[[ Excerpt provided open ]]

The Japanese yen fell against the U.S. dollar and several other currencies after Japanese media reported Prime Minister Shinzo Abe might declare a state of emergency on Tuesday to fight the rapidly spreading coronavirus.
The yen lowered by 0.4% to 108.93 against the dollar. It also dropped down against the euro, the Australian dollar, and the New Zealand dollar.
While the coronavirus cases in Japan may not peak for another month, a state of emergency is necessary. But analysts caution that this could be bad for the yen. The Japanese currency may decline further in the coming days. According to reports, Abe will announce his plans to declare the emergency today.
The chinese yuan, on the other hand, was steady at 7.1134 per dollar in the offshore market. The mainland reported only 39 new coronavirus cases on Sunday, and all of them except one were imported. China’s mainland markets are closed for a public holiday today.
Meanwhile, the dollar eased slightly after the recent rally. It lowered to $1.0814 per euro but held steady at 0.9769 Swiss franc. Sentiment for the dollar remains fragile after a set of data last week showed U.S. job losses skyrocketing as the measures to fight the virus hurt factory activity and consumer spending.
Several currencies still fell against the dollar. The rouble lowered by about 1% versus the U.S. currency, while the Mexican peso dropped by 1.6%. The Norwegian crown also declined by more than 0.3% against the greenback.
How does the Sterling fare?
The pound also fell against the U.S. dollar, as did the euro on Monday, as British Prime Minister Boris Johnson was admitted to hospital after showing persistent symptoms of the virus. Britain’s constitution offers no formal deputy or caretaker who would take over if Johnson cannot continue to lead, which causes investors to worry.
As a result, the sterling lowered by 0.26% to $1.2242 on Monday in Asia, and it dropped by 0.27% to 88.39 pence against the euro.

[[ Excerpt provided closed ]]
[[ Material supplied open ]]

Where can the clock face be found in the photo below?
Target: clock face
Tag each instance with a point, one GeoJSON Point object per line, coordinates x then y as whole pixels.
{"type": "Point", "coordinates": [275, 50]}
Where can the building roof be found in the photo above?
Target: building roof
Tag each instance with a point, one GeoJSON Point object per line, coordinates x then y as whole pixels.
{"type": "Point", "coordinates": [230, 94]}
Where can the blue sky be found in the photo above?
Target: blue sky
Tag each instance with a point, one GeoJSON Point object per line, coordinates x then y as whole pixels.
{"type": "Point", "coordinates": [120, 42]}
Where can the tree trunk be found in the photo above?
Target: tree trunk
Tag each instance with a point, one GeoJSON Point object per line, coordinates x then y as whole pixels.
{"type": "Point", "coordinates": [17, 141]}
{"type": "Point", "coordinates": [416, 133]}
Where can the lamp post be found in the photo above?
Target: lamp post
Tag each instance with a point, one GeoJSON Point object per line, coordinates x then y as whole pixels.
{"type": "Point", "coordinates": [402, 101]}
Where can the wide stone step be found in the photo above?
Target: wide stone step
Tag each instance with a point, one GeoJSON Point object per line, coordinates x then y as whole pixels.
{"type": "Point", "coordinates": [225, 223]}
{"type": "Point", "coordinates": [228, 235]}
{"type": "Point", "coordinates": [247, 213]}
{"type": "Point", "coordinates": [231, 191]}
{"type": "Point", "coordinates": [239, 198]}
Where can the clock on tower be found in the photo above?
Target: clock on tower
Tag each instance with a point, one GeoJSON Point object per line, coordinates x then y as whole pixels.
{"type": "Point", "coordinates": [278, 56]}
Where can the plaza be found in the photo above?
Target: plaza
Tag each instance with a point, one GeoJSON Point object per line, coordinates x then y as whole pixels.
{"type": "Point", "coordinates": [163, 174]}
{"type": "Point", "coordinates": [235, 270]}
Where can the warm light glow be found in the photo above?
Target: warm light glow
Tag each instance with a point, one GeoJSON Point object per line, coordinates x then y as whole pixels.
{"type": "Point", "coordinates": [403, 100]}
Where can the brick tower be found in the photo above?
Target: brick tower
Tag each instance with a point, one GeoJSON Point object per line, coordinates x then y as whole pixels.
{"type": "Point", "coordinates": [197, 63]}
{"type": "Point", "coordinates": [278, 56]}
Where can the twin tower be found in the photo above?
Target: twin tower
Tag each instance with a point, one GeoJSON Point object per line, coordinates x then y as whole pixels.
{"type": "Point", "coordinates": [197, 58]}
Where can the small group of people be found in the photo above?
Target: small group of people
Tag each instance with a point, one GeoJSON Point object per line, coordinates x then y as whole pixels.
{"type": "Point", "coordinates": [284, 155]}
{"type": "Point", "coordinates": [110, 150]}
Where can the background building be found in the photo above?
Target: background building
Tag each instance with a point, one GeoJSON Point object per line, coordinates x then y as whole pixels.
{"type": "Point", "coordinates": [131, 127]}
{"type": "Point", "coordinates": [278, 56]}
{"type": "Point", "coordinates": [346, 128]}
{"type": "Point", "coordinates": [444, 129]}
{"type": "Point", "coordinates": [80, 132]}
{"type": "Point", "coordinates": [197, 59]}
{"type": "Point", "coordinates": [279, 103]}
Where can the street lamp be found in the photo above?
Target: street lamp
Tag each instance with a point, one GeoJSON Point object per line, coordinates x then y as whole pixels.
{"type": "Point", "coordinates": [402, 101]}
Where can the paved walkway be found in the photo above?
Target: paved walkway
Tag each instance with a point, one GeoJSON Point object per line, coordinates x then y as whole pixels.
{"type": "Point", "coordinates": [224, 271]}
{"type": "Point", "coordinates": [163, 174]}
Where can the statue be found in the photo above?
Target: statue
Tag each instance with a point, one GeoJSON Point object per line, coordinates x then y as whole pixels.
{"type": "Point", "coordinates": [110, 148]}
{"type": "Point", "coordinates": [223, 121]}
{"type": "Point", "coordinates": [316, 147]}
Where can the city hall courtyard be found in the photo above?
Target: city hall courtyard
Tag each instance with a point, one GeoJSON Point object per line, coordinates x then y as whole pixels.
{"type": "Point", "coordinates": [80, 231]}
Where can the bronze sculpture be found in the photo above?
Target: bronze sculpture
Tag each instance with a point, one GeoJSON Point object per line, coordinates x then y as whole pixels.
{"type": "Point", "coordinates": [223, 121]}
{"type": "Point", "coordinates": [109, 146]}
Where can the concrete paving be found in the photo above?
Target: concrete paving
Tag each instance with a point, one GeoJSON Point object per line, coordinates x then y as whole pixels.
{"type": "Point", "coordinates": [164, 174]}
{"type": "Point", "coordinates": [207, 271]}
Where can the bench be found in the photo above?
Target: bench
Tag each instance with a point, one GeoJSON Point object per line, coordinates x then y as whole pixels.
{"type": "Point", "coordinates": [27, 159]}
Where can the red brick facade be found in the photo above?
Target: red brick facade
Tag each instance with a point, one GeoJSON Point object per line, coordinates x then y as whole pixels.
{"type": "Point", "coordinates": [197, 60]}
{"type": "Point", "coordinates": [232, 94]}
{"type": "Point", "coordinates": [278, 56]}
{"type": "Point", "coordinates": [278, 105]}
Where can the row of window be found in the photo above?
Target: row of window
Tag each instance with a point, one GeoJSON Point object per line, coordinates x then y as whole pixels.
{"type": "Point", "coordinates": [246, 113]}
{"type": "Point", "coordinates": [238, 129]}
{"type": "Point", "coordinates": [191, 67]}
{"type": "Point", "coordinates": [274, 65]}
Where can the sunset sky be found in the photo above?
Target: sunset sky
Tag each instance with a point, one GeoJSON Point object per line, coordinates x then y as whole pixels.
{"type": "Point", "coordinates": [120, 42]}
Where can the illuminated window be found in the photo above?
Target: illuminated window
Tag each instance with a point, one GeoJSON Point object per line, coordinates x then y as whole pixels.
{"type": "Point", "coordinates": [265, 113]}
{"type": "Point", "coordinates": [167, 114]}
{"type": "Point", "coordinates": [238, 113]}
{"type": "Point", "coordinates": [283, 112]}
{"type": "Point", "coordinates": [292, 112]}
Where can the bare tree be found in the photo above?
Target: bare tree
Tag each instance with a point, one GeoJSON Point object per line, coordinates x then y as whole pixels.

[[ Material supplied closed ]]

Questions on the material:
1/ Answer these from the currency article, one line each:
(a) What level did the yen reach against the dollar after its 0.4% drop?
(b) How many new coronavirus cases did the mainland report on Sunday?
(c) By what percentage did the Mexican peso fall against the dollar?
2/ Please repeat word for word the part of the currency article that opens with the words containing "The chinese yuan, on" and closes with "public holiday today.".

Solved problems:
1/
(a) 108.93
(b) 39
(c) 1.6%

2/
The chinese yuan, on the other hand, was steady at 7.1134 per dollar in the offshore market. The mainland reported only 39 new coronavirus cases on Sunday, and all of them except one were imported. China’s mainland markets are closed for a public holiday today.